> Texto fornecido
▬▬▬

Qual o lugar mais seguro para se estar: dentro ou fora de casa? Antes é preciso considerar se você é homem ou mulher e as regras sanitárias em função da pandemia de covid-19, por exemplo. Para elas, a resposta pode ser não para os dois lugares.
Há uma explicação. Em 2020, segundo a Secretaria de Segurança Pública de Mato Grosso (Sesp-MT), a Baixada Cuiabana registrou mais casos de violência doméstica do que de roubos.
Considerando o número de boletins de ocorrência registrados, 36 mulheres foram agredidas por dia em Cuiabá e Várzea Grande. Em contraponto, 15 pessoas foram assaltadas, no mesmo intervalo. É quase o dobro.
Ao todo, as duas cidades somam 13.402 casos de violência contra mulheres no ano passado e 5.701 de roubo.
Para Jozirlethe Magalhães Criveletto, titular da Delegacia Especializada de Defesa da Mulher de Cuiabá, os dados de 2020 apontam para uma “pandemia dentro da pandemia”.
“A pandemia trouxe um cenário novo, favorável e totalmente impulsionador da violência para aqueles homens que já eram agressores, uma vez que passaram a estar mais tempo com a vítima e com a possibilidade, inclusive de controlar seu ‘ir e vir’, seus contatos e até o uso de telefone”, diz a delegada.

▬▬▬

> Amostras de dados
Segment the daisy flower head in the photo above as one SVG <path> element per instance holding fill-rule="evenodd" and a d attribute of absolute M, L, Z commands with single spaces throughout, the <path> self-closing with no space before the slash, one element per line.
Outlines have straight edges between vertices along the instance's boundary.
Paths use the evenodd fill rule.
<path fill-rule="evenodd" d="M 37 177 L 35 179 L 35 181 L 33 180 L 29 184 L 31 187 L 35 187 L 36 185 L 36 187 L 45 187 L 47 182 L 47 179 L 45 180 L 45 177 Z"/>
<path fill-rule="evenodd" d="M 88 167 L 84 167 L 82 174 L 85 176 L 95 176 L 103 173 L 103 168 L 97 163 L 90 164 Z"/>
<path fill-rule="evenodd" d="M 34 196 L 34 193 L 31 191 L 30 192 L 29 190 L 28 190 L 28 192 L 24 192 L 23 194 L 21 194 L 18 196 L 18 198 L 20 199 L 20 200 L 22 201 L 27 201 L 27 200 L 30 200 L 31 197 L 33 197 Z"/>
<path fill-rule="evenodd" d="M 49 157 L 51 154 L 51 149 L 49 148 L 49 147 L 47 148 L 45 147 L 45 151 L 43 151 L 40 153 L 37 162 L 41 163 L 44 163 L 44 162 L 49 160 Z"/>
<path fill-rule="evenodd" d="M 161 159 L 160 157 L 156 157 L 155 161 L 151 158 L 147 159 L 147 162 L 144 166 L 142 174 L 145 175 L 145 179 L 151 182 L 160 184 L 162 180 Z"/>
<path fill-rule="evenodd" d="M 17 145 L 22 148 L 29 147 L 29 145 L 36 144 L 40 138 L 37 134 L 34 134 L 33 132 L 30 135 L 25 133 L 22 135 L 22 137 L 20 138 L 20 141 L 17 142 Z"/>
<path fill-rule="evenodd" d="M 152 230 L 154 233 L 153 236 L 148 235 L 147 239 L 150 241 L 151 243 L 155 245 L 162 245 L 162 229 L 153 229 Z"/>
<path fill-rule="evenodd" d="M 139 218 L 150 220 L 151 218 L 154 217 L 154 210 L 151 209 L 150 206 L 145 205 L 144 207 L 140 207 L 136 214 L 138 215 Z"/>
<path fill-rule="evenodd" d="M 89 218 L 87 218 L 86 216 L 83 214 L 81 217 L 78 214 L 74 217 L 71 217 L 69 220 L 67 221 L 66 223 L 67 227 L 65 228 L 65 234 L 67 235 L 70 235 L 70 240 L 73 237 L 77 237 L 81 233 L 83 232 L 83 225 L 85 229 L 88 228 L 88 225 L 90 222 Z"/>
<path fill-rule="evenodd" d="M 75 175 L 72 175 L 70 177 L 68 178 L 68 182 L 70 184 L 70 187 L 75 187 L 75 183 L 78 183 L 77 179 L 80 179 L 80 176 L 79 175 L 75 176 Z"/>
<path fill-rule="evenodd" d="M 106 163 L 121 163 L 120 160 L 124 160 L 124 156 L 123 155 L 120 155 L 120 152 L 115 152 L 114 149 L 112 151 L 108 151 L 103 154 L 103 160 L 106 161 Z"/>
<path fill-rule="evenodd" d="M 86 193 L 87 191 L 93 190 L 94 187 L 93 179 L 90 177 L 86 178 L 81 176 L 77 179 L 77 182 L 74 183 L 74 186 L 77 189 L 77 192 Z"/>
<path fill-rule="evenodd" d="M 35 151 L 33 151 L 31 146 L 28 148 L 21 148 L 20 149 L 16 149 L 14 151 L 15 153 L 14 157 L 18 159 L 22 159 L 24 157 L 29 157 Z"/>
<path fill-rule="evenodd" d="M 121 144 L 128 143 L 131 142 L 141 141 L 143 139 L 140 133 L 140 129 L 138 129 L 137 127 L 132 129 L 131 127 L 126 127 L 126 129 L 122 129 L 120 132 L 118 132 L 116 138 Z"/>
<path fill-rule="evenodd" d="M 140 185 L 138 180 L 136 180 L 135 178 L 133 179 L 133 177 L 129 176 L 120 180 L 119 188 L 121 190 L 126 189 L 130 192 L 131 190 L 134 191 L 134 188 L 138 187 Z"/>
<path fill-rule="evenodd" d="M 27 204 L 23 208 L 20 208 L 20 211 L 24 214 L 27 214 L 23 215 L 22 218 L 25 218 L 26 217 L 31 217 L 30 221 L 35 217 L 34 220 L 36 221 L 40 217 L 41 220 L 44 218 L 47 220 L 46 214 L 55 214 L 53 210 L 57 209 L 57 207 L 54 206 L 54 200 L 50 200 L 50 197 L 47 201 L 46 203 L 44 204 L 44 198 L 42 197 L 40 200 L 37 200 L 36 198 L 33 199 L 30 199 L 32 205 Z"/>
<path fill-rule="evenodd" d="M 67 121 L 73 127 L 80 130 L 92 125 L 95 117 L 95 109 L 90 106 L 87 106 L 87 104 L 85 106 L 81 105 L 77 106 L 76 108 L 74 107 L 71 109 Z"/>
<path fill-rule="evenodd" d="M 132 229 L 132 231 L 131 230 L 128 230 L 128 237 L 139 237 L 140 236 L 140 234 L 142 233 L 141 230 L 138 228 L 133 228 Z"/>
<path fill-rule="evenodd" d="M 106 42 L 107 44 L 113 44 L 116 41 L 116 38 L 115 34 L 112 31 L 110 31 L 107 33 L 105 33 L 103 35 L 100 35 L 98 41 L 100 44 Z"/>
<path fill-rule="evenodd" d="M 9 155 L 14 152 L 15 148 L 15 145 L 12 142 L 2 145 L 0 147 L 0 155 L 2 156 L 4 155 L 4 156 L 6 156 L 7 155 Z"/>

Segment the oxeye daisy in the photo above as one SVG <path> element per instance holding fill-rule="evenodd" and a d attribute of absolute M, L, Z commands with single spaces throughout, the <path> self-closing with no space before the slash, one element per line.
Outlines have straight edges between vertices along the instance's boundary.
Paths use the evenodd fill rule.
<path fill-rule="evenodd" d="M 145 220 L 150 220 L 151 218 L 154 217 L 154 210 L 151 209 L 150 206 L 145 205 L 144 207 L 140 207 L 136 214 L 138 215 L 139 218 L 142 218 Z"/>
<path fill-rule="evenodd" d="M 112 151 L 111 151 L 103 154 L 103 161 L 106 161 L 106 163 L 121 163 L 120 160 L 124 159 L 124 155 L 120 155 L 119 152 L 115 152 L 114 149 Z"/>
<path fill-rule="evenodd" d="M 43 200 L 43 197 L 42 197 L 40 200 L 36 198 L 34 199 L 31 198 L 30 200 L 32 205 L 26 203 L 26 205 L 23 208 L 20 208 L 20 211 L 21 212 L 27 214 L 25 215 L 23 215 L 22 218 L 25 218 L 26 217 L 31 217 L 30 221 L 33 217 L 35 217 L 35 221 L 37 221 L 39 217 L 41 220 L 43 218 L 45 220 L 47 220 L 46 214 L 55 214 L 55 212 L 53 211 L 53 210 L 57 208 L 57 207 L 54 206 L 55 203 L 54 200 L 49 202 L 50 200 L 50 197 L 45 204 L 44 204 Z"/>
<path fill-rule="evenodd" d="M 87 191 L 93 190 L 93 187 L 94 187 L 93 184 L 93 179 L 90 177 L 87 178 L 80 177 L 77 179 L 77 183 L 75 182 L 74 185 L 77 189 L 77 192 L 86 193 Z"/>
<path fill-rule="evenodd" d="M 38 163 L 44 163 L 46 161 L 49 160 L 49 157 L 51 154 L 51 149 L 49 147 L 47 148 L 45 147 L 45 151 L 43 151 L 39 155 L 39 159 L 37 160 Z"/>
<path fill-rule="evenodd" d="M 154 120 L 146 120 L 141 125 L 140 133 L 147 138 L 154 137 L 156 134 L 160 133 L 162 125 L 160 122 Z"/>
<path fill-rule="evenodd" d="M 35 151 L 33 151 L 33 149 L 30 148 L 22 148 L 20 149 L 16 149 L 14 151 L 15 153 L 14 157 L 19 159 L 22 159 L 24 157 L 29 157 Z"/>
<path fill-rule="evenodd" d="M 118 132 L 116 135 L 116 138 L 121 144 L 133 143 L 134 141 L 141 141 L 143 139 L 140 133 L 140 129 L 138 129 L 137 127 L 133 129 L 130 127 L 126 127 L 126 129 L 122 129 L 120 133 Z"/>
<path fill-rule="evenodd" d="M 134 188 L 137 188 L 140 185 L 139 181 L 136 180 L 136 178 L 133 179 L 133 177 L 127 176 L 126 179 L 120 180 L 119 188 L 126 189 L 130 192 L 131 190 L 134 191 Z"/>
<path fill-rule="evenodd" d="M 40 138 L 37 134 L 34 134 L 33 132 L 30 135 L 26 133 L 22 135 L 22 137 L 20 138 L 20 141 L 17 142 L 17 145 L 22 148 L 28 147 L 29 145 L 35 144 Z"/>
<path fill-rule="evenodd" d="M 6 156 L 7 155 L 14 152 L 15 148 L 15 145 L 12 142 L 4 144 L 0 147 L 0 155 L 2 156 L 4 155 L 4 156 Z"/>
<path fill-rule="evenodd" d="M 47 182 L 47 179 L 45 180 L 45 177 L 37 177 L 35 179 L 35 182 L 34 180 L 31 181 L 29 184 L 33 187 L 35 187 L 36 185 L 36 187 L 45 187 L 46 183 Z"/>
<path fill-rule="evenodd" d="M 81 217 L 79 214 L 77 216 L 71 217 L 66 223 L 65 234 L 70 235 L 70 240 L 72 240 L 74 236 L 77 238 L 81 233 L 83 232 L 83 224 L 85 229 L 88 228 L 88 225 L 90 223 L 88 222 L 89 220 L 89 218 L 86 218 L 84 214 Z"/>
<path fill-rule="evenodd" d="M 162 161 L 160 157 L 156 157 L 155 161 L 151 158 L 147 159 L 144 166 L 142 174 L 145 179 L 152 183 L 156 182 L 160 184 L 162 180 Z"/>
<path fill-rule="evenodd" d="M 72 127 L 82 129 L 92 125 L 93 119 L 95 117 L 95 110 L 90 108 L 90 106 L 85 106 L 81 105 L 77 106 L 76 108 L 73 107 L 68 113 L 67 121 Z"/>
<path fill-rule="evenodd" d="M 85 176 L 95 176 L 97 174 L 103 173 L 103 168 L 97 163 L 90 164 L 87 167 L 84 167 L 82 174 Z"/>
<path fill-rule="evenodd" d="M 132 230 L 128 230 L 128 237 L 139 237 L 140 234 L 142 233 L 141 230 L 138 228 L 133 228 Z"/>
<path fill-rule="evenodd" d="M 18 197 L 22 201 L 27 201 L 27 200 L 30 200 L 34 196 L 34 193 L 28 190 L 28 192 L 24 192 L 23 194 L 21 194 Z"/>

▬▬▬

> Exercícios a fazer
1. Transcreva do texto sobre violência doméstica em Cuiabá e Várzea Grande o trecho entre "Qual o lugar" e "quase o dobro.", inclusive.
2. Passe para o inglês esta frase do texto sobre violência doméstica em Cuiabá e Várzea Grande: "Ao todo, as duas cidades somam 13.402 casos de violência contra mulheres no ano passado e 5.701 de roubo."

> Suas respostas escritas
1.
Qual o lugar mais seguro para se estar: dentro ou fora de casa? Antes é preciso considerar se você é homem ou mulher e as regras sanitárias em função da pandemia de covid-19, por exemplo. Para elas, a resposta pode ser não para os dois lugares.
Há uma explicação. Em 2020, segundo a Secretaria de Segurança Pública de Mato Grosso (Sesp-MT), a Baixada Cuiabana registrou mais casos de violência doméstica do que de roubos.
Considerando o número de boletins de ocorrência registrados, 36 mulheres foram agredidas por dia em Cuiabá e Várzea Grande. Em contraponto, 15 pessoas foram assaltadas, no mesmo intervalo. É quase o dobro.

2. In all, the two cities had 13,402 cases of violence against women last year and 5,701 of robbery.